**GIVEN TEXT:**
+ + + +
Cast recording by Barbra Streisand / various artists
- Released: April 1964
- Recorded: April 5, 1964
- Genre: Pop
- Length: 52:01
- Label: Capitol
- Producer: Dick Jones

Barbra Streisand chronology
| The Third Album (1964) | Funny Girl (Original Broadway Cast Recording) (1964) | People (1964) |

Singles from Funny Girl (Original Broadway Cast Recording)
- "People" Released: January 1964;

= Funny Girl (Original Broadway Cast Recording) =

Funny Girl is the original Broadway cast recording of the musical of the same name, starring Barbra Streisand. The Funny Girl cast album peaked at No. 2 on the Billboard 200 in June 1964, selling 250,000 copies by the following month. The recording went on to beat Fiddler on the Roof and Hello, Dolly! to win the Grammy for Best Original Cast Show Album.

Professional ratings
Review scores
| Source | Rating |
| AllMusic | Star |
| Record Mirror | Star |

==Production==
The Broadway show opened on March 26, 1964, at the Winter Garden Theater, and the cast album was recorded in a one-day session in early April, then released one week later by Capitol Records. Streisand performs twelve of the album's seventeen tracks, and the album marked the first time a Streisand recording was not released through Columbia. Streisand was already a successful singer at the time, with her prior three studio albums charting in the Billboard top 10.
+ + + +
**ENTRIES SHOWN:**
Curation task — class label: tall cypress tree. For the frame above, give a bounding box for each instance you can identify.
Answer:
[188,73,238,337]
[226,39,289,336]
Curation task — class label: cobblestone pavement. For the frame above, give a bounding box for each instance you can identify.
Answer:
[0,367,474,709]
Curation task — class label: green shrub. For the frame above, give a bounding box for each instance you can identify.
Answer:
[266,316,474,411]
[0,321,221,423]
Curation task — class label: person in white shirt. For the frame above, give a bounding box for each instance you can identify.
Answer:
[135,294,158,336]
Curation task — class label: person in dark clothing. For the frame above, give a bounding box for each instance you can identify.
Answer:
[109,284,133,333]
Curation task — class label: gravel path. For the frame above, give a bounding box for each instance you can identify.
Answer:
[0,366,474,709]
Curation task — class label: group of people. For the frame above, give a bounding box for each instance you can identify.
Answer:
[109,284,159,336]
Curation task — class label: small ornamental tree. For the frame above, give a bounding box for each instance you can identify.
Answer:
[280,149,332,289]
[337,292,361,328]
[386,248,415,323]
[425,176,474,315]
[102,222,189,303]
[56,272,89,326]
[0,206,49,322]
+ + + +
**EXERCISE DETAILS:** Pick up the Funny Girl cast album article after its final sentence and continue it in the same encyclopedic style.

**ANSWER:**
== Track listing ==

Act One
| No. | Title | Performer(s) | Length |
|---|---|---|---|
| 1. | "Overture" | Orchestra | 4:03 |
| 2. | "If a Girl Isn't Pretty" | Jean Stapleton; Kay Medford; Danny Meehan; Original Broadway Cast of Funny Girl; | 2:16 |
| 3. | "I'm the Greatest Star" | Barbra Streisand | 4:00 |
| 4. | "Cornet Man" (Trumpet soloist: Dick Perry) | Streisand | 3:52 |
| 5. | "Who Taught Her Everything?" | Medford; Meehan; | 3:05 |
| 6. | "His Love Makes Me Beautiful" | John Lankston; Streisand; Cast; | 3:20 |
| 7. | "I Want to Be Seen With You Tonight" | Sydney Chaplin; Streisand; | 1:55 |
| 8. | "Henry Street" | Cast | 1:53 |
| 9. | "People" | Streisand | 3:25 |
| 10. | "You Are Woman, I Am Man" | Chaplin; Streisand; | 3:48 |
| 11. | "Don't Rain on My Parade" | Streisand | 2:44 |
| Total length: |  |  | 34:21 |

Act Two
| No. | Title | Performer(s) | Length |
|---|---|---|---|
| 1. | "Sadie, Sadie" | Streisand; Cast; | 3:32 |
| 2. | "Find Yourself a Man" | Meehan; Stapleton; Medford; | 2:00 |
| 3. | "Rat-Tat-Tat-Tat" | Meehan; Streisand; Cast; | 3:22 |
| 4. | "Who Are You Now?" | Streisand | 2:49 |
| 5. | "The Music That Makes Me Dance" | Streisand | 3:52 |
| 6. | "Don't Rain on My Parade (Reprise)" | Streisand | 2:05 |
| Total length: |  |  | 17:40 |

==Charts==

===Weekly charts===

| Chart | Peak position |
|---|---|
| US Billboard 200 | 2 |

===Year-end charts===

| Chart (1964) | Position |
|---|---|
| US Cash Box | 14 |

==Certifications==

| Region | Certification | Certified units/sales |
| United States (RIAA) | Gold | 500,000^{^} |
^{^} Shipments figures based on certification alone.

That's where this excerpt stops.